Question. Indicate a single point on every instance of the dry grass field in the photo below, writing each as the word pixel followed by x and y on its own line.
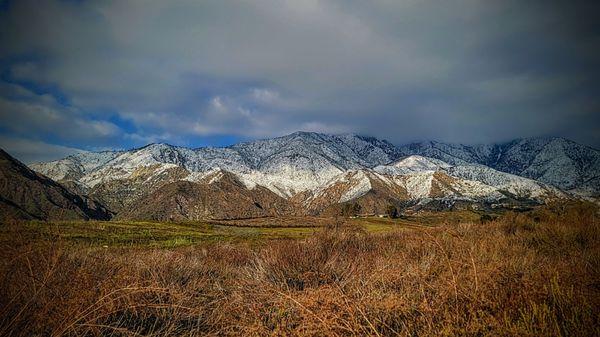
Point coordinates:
pixel 526 274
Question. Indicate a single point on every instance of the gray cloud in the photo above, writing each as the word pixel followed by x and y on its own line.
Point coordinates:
pixel 463 71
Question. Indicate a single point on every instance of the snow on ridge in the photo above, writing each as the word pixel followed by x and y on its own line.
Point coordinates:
pixel 307 161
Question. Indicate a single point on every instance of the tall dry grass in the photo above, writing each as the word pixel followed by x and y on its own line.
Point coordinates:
pixel 520 275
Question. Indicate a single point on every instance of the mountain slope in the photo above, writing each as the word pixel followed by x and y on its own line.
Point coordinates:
pixel 219 195
pixel 556 161
pixel 313 171
pixel 25 194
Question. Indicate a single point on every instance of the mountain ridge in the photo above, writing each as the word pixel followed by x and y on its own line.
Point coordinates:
pixel 301 166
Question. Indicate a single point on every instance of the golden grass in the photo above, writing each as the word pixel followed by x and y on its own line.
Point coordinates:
pixel 531 274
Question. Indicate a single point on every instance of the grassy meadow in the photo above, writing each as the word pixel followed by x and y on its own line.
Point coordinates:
pixel 431 274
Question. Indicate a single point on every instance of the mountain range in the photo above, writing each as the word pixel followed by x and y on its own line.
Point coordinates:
pixel 307 173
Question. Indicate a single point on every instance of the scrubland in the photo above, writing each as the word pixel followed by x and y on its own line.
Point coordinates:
pixel 520 274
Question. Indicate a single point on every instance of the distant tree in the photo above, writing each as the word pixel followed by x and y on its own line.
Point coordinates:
pixel 392 212
pixel 351 209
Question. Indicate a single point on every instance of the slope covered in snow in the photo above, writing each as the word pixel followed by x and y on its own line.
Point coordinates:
pixel 552 160
pixel 319 170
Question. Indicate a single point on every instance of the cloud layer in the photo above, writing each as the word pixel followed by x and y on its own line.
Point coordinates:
pixel 98 74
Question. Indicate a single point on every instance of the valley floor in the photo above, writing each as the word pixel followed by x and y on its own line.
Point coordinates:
pixel 430 274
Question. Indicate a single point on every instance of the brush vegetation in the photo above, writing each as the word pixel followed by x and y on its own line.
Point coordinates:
pixel 517 274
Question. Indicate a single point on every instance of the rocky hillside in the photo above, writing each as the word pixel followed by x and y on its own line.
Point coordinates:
pixel 219 195
pixel 25 194
pixel 556 161
pixel 310 173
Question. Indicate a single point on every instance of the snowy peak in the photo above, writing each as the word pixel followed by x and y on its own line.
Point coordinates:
pixel 319 170
pixel 412 164
pixel 551 160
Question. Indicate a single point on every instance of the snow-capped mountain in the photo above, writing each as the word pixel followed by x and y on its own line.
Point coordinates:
pixel 552 160
pixel 316 170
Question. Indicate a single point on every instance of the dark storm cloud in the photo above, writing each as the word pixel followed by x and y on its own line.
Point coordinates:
pixel 124 73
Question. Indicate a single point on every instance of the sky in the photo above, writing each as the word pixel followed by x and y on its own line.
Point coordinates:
pixel 93 75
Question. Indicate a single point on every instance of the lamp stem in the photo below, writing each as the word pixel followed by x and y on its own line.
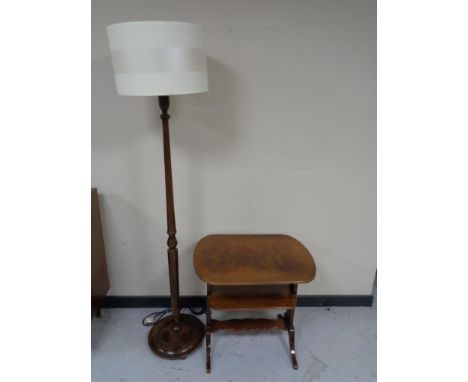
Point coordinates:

———

▶ _Task prompt_
Reproduce all of the rows above word for word, omitting the pictures.

▶ _Result for this exercise_
Question. Indicate a single point on every instance of the dry grass field in the photo below, writing each as the word pixel followed by x and y on its own line.
Point coordinates:
pixel 526 274
Question. Indicate a single point on every instance of the gray cloud in the photo above, writing each as the word pixel followed by x and y on its own line.
Point coordinates:
pixel 463 71
Question. Indicate a single point on every instance of the snow on ridge in the photo above, writing each as the word pixel followed by x and y on its own line.
Point coordinates:
pixel 307 161
Question. Indicate a single point on every instance of the tall dry grass in the photo above, writing each as the word pixel followed by x and y on its own line.
Point coordinates:
pixel 520 275
Question. Indicate a single point on every instance of the mountain slope in the photo above, writing each as the word pixel followed by x and y on its own line.
Point coordinates:
pixel 219 195
pixel 556 161
pixel 313 171
pixel 25 194
Question. Indicate a single point on every instance of the mountain ridge in the photo above, writing each as the word pixel followed by x and y on its own line.
Point coordinates:
pixel 301 166
Question. Indicate a single point on every instance of the golden grass in the photo above, writing each as the word pixel followed by x and y on its own line.
Point coordinates:
pixel 531 274
Question. Indicate a single point on every instance of the grassy meadow in the photo above, writing each as the word pixel followed by x and y on its own line.
Point coordinates:
pixel 431 274
Question. Indicate a single point on every instance of the mountain range in the photo above, writing each as the word pixel followed by x and y on its own line.
Point coordinates:
pixel 307 173
Question. Indicate a single point on every instance of the scrubland in the photo above, writing each as the word pixel followed by x and y on its own line.
Point coordinates:
pixel 520 274
Question. Indicate a single point on every instance of the distant tree in the photo above, writing each as the word pixel followed by x and y on its own line.
Point coordinates:
pixel 392 212
pixel 351 209
Question. Indicate a single point on every instance of the slope covered in snow in the photo above, writing each as the word pixel followed by x and y on its own line.
Point coordinates:
pixel 552 160
pixel 319 170
Question. Indicate a single point on every instance of the cloud layer in the photo above, writing each as the word pixel followed by x and y on its own line.
Point coordinates:
pixel 98 74
Question. Indicate a single point on every instance of the valley floor in the photo above, writing each as the word pixel followed by x and y on its own line.
Point coordinates:
pixel 430 274
Question. Indicate a single point on every instance of the brush vegetation in the photo above, writing each as the word pixel followed by x and y on its own line.
Point coordinates:
pixel 517 274
Question. Indicate a single point on every instance of the rocky hillside in the photo above, writing each as the word pixel followed by x and y on its own line.
Point coordinates:
pixel 219 195
pixel 25 194
pixel 556 161
pixel 310 173
Question. Indicate a single point on every instance of the snowy peak in the photo above, writing each as the word pixel followed by x and y on its own line.
Point coordinates:
pixel 319 170
pixel 412 164
pixel 551 160
Question. Indicate a single point on every instance of the snow-capped mountain in the photo above, writing each as the word pixel followed by x and y on its own line.
Point coordinates:
pixel 552 160
pixel 316 170
Question. Indicate a single point on every instance of the dark storm cloud in the photo above, writing each as the word pixel followed by x and y on its own line.
Point coordinates:
pixel 124 73
Question. Indicate a single point on every instance of the sky in the photo above, writing each as the word pixel followed by x and y on its own line.
Point coordinates:
pixel 93 75
Question. Indicate a single point on every instance of the lamp stem in the photo below, writing each as the word pixel followed by x and y on its own line.
Point coordinates:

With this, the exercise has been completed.